• _PROBLEM TO SOLVE_: In the excerpt about losing a sister to cancer, how old was the sister when she died?

Sisterhood is an amazing bond. If you are lucky enough to have a sister, hold onto her tightly. If you have any type of bond that resembled the one my sister and I had, please know I am extremely envious. My sister and I could just look at each other and knew what each other was thinking. We knew when the other one needed support or needed to vent. She always knew what to say to me, and I miss that most of all.

five years christmas

Five years. Where did the time go? Things have changed so much in such little time. Her children are now 10 and seven. I look at the last few pictures of my sister’s life and the kids are so small. My nephew is just a little pea pod of two years old. Does he truly remember her? Does he remember her sweet smile and demeanor? Does he remember her holding him and rocking him? He knows her picture and talks as though he does. We can only hope. My niece who was five at the time remembers her but what does she remember? And how much does she remember of my sister’s illness and battle with cancer? How does that impact her? All we can do is hope that they go to therapy or a support group like Valerie’s House if they need it and develop into happy, loving, kind human beings.

I can’t imagine losing a spouse. Of course, marriages are not perfect. They take work, communication, respect, and love. And yes, sometimes you really want your spouse to go away, but you don’t expect to lose someone to cancer at such a young age. My sister was only 38 years old and her husband was only 33. Their lives were just beginning and their family was just starting. Sometimes I get so upset that she finally found the love of her life and then she was taken away. Sometimes this life seems so unfair. I want to scream, and I want her to come back, but yet again, I have to move forward. I have no control over life’s events.

Since she must have been needed in Heaven and can’t be with us anymore, we need to realize that she would want us all to live life to the fullest until we meet her again. In my heart, I know that she would want her husband and her children to be happy. She would want her husband to find love again. She would want him to smile, laugh, go on adventures, and have fun. She would want him to find a woman to help nurture her children. She would want someone in her children’s lives who would love them and treat them with kindness and respect. She would want them to know love and see their father happy. She would want her children to exude positive energy and happiness, not sorrow and despair. I believe my brother-in-law has found someone that exudes those qualities that my sister would want. I am truly happy for him and the kids.

• _PROVIDED RECORDS_:
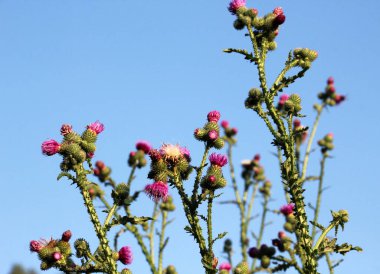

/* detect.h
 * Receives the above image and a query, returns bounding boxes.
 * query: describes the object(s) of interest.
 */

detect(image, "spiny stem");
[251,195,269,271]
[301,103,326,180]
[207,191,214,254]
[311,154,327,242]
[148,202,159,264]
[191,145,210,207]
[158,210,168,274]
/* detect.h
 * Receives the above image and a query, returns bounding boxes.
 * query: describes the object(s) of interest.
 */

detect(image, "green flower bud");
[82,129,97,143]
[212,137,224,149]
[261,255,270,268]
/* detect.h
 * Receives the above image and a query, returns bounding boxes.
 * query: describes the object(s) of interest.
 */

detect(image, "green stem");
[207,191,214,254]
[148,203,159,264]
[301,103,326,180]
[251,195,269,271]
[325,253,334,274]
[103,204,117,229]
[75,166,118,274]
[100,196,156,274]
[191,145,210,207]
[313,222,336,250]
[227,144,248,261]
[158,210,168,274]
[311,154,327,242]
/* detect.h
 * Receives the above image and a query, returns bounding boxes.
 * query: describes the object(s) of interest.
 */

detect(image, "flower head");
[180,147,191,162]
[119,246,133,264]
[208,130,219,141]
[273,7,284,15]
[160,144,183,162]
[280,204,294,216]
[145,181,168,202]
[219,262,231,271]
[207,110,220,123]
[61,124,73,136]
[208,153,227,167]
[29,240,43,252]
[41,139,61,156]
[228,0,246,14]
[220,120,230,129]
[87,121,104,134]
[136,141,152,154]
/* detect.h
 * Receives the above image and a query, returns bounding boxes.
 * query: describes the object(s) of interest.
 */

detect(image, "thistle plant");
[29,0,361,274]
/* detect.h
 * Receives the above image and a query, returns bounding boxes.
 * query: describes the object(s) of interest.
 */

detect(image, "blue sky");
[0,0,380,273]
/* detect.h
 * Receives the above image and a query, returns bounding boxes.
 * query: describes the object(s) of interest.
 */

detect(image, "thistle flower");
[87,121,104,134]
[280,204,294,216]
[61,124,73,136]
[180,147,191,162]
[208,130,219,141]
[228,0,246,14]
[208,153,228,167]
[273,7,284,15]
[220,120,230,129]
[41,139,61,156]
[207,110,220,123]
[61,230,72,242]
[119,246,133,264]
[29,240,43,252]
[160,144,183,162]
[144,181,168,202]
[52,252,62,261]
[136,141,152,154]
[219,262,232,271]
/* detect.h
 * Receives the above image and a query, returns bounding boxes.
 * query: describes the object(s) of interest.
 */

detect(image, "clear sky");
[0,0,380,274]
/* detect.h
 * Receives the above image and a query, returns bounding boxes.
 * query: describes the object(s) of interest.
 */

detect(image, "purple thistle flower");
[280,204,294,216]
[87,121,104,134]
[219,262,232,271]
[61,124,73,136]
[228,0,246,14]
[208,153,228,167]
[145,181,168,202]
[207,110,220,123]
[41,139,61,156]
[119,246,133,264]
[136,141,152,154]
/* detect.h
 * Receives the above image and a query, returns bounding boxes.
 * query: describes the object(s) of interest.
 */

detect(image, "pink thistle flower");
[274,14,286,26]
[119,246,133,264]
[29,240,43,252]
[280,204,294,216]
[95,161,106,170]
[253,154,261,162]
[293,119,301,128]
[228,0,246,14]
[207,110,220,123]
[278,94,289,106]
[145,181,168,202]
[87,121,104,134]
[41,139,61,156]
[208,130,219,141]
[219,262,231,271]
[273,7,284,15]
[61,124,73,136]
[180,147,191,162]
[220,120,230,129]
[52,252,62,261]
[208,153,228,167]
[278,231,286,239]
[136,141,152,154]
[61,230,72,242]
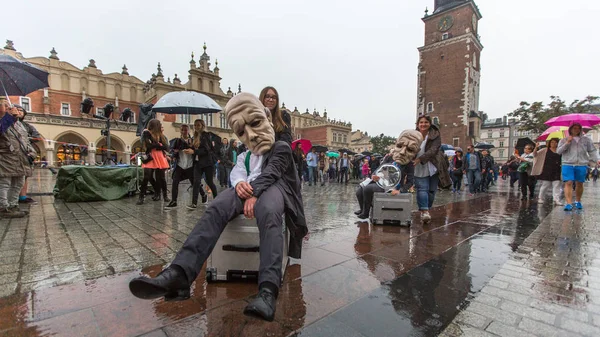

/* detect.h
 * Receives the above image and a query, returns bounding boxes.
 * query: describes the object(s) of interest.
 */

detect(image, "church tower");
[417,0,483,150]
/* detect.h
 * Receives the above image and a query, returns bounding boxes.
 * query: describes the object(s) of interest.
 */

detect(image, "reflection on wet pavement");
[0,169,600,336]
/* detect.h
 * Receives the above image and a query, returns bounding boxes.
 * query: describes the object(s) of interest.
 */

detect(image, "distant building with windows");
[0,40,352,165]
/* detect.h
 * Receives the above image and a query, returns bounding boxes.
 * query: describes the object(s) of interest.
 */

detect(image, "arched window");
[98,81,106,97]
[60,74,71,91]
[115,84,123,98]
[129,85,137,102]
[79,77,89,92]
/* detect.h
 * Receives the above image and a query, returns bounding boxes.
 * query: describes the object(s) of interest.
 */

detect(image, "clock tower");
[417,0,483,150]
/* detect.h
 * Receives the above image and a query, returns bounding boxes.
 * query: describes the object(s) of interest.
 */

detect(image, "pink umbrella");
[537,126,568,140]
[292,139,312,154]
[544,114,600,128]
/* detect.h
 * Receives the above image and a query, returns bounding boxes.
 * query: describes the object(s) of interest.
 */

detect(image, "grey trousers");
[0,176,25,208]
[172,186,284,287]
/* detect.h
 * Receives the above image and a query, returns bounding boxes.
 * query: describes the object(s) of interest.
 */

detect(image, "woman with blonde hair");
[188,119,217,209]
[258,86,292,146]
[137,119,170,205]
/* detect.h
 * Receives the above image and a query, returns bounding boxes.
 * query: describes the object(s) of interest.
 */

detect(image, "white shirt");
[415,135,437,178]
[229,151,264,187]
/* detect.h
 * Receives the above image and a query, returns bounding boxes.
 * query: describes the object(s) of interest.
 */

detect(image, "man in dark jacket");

• _RESULT FOR THIS EXERCISE_: She was 38 years old.